LibriVox API Discussion Thread

vpanayotov · Post by **vpanayotov** » March 14th, 2014, 8:55 am

By the way, it seems the database used by dev.librivox.org is different from the one used by librivox.org.

Compare the 'genres' info returned by https://dev.librivox.org/api/feed/audiobooks/?offset=0&limit=1&extended=1 :

Code: Select all

<genres>
 <genre>
   <id>4</id>
   <name>Classics (Antiquity)</name>
  </genre>
</genres>

vs https://librivox.org/api/feed/audiobooks/?offset=0&limit=1&extended=1 :

Code: Select all

<genres>
  <genre>
    <id>20</id>
    <name>Literary Fiction</name>
  </genre>
  <genre>
     <id>53</id>
     <name>Published 1800 -1900</name>
  </genre>
</genres>

IMHO this may be confusing for new API users. It might be better to either somehow redirect the requests to the development host to the official one, or synchronize the databases.

Cori · Post by **Cori** » March 14th, 2014, 12:34 pm

Perhaps we need to consider turning off the dev server API? It was used during our own development, it's not intended for external developers to use, hasn't been documented or publicised for any use other than when we were in the feedback phase of active development -- and it's likely to be very out of date by now.

ekzemplaro · Post by **ekzemplaro** » March 15th, 2014, 1:53 am

Hello vpanayotov san,

Welcome to LibriVox. I hope you enjoy it here.
And thank you for your feedback.

You are talking about the genre of 'Count of Monte Cristo' (id=47).

At the librivox.org the genre is shown as

Genre(s): Literary Fiction, Published 1800 -1900

I checked my database (http://ekzemplaro.org/librivox/statistics/). It is as

Classics (Antiquity)

I suppose the genre is changed during the last 6 months.

The problem of the current API is 'there is no way to know the changes.'
According to error reports, information of the already catalogued books are changed.
We need API to know these changes.

When librvivox becomes open source, let's develop this API.

I'll soon update the information of the book 47 (Count of Monte Cristo) at my site.

Cheers,
Masa

vpanayotov · Post by **vpanayotov** » March 15th, 2014, 12:19 pm

Cori wrote:Perhaps we need to consider turning off the dev server API?

In my opinion, at least the URLs at https://dev.librivox.org/public/temp_info/api should be changed to point to the official server, because 3 out of the top 4 results on Google for "librivox api" lead to that page(the first post of this thread is one of these results BTW).

* STATED TASK 1 *
What id does the LibriVox API thread give for the book 'Count of Monte Cristo'?
* STATED TASK 2 *
Please extract the passage of the LibriVox API thread between "The problem of" and "at my site.", inclusive.
You won't need the entries for this.

* RECORDS PROVIDED *

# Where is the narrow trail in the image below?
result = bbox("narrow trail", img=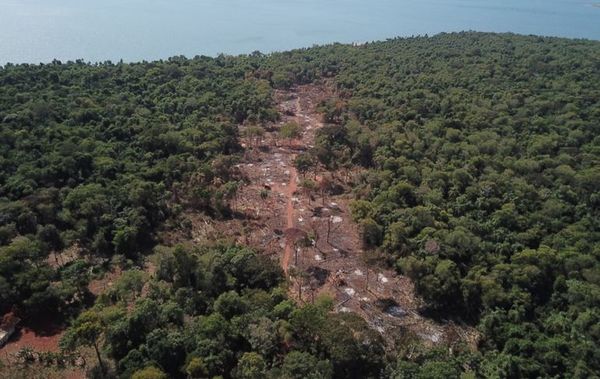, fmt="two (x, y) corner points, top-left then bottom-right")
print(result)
(206, 84), (476, 352)
(281, 168), (298, 275)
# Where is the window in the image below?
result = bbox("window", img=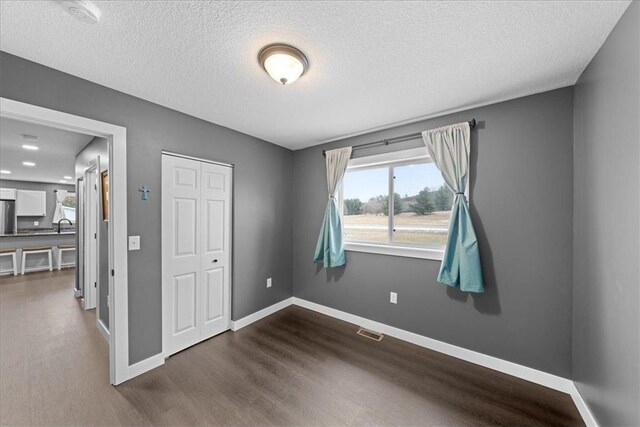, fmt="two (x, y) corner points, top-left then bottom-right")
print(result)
(62, 193), (76, 224)
(341, 148), (453, 260)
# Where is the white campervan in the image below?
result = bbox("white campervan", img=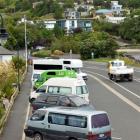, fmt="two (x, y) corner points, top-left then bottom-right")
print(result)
(30, 77), (89, 101)
(31, 58), (64, 85)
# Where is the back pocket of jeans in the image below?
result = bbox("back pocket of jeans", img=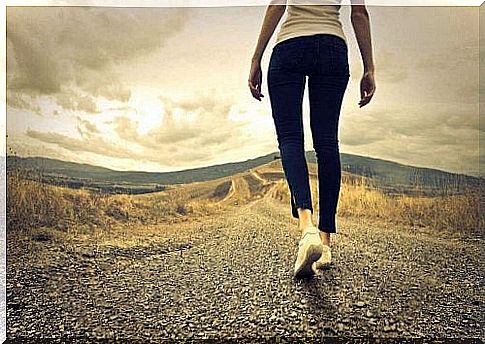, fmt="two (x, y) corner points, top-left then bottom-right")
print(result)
(270, 37), (303, 69)
(331, 43), (350, 76)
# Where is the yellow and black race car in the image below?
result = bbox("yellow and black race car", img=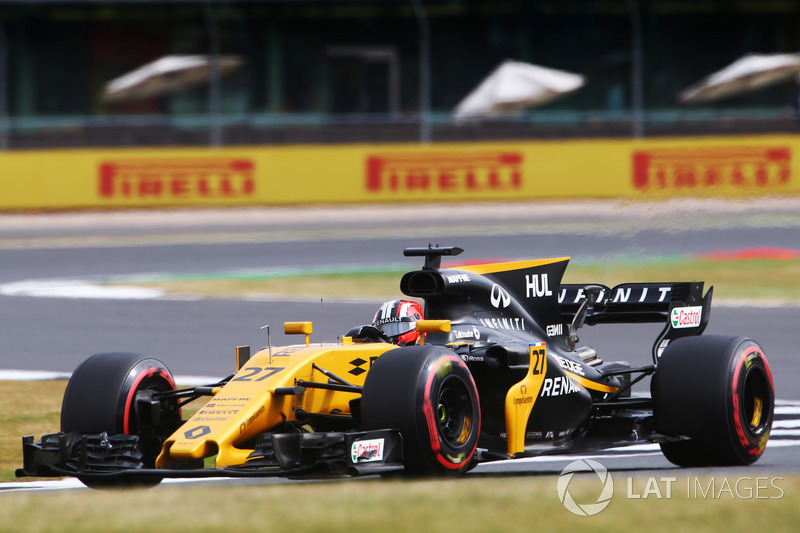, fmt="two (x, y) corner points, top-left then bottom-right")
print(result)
(17, 246), (774, 487)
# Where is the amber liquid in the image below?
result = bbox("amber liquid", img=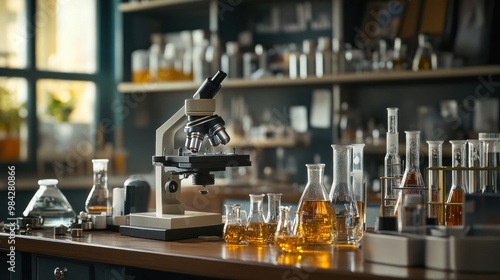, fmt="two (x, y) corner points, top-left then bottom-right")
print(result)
(224, 225), (245, 244)
(298, 200), (336, 244)
(245, 222), (269, 245)
(446, 187), (464, 226)
(276, 234), (304, 253)
(266, 222), (278, 244)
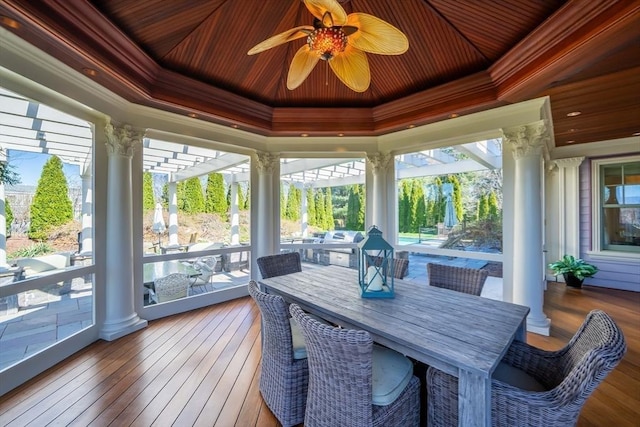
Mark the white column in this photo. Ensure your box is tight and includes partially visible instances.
[0,182,7,267]
[167,181,178,246]
[231,182,240,245]
[80,172,93,254]
[252,152,280,258]
[503,121,551,335]
[100,124,147,341]
[300,185,309,238]
[366,153,393,239]
[547,157,584,280]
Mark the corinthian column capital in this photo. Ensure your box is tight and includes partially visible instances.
[256,151,280,174]
[367,153,393,174]
[105,123,144,158]
[502,120,549,160]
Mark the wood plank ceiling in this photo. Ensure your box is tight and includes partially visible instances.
[0,0,640,146]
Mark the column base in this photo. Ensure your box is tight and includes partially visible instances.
[527,317,551,337]
[98,314,147,341]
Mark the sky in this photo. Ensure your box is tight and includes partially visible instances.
[8,150,82,187]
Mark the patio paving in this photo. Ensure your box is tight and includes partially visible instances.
[0,253,502,370]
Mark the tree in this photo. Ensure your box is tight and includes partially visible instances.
[285,184,302,221]
[449,175,464,221]
[204,173,228,215]
[142,172,156,212]
[315,189,326,230]
[182,177,204,214]
[398,179,411,233]
[28,156,73,240]
[324,187,335,230]
[4,199,13,236]
[307,188,316,225]
[0,162,20,185]
[237,184,246,210]
[487,191,500,221]
[410,179,427,233]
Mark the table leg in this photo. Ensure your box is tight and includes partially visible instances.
[458,370,491,427]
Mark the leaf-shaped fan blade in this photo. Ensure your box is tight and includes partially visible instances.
[347,13,409,55]
[304,0,347,26]
[287,45,320,90]
[247,25,313,55]
[329,46,371,92]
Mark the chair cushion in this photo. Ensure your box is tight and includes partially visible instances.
[371,345,413,406]
[492,362,547,391]
[289,317,307,360]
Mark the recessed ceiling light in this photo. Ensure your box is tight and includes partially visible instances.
[0,16,22,30]
[82,67,98,77]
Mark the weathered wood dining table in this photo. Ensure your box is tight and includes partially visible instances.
[260,266,529,427]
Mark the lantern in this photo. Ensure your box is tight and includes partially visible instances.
[358,225,394,298]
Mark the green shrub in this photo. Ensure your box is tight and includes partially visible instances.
[7,242,53,259]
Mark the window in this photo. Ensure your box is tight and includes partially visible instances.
[593,156,640,253]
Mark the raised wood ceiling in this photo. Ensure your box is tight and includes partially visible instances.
[0,0,640,145]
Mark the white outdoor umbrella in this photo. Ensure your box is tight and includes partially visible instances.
[151,203,167,245]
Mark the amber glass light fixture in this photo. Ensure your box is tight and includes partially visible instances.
[247,0,409,92]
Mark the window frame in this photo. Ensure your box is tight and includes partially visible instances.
[589,155,640,259]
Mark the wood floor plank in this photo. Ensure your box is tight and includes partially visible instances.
[0,283,640,427]
[56,304,241,425]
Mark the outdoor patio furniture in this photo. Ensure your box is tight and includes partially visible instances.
[248,280,309,427]
[427,310,626,427]
[427,263,489,295]
[256,252,302,279]
[289,304,420,427]
[149,273,189,304]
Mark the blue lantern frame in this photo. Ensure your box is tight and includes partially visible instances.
[358,225,395,298]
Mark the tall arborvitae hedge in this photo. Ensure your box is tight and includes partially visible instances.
[4,199,13,236]
[410,179,427,233]
[182,177,204,214]
[142,172,156,211]
[346,184,365,230]
[204,173,228,215]
[315,189,326,230]
[28,156,73,240]
[285,184,302,221]
[307,188,316,225]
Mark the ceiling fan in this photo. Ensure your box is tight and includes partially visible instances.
[247,0,409,92]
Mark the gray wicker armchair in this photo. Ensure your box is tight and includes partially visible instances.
[256,252,302,279]
[249,280,309,427]
[427,263,489,295]
[289,304,420,427]
[427,310,626,427]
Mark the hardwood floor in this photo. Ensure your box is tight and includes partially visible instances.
[0,283,640,427]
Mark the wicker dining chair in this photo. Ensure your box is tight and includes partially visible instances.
[427,263,489,295]
[149,273,189,304]
[427,310,626,427]
[249,280,309,427]
[256,252,302,279]
[289,304,420,427]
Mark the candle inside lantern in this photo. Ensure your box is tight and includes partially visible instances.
[367,266,382,291]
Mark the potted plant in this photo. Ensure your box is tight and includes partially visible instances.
[548,255,598,288]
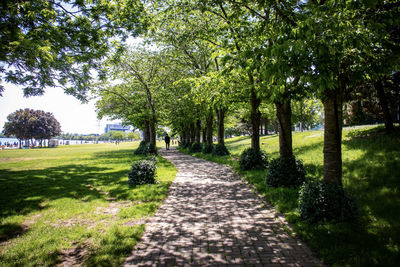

* FULL SOLUTION 1 *
47

* FULL SOLUTION 2 *
The problem of the current API is 'there is no way to know the changes.'
According to error reports, information of the already catalogued books are changed.
We need API to know these changes.

When librvivox becomes open source, let's develop this API.

I'll soon update the information of the book 47 (Count of Monte Cristo) at my site.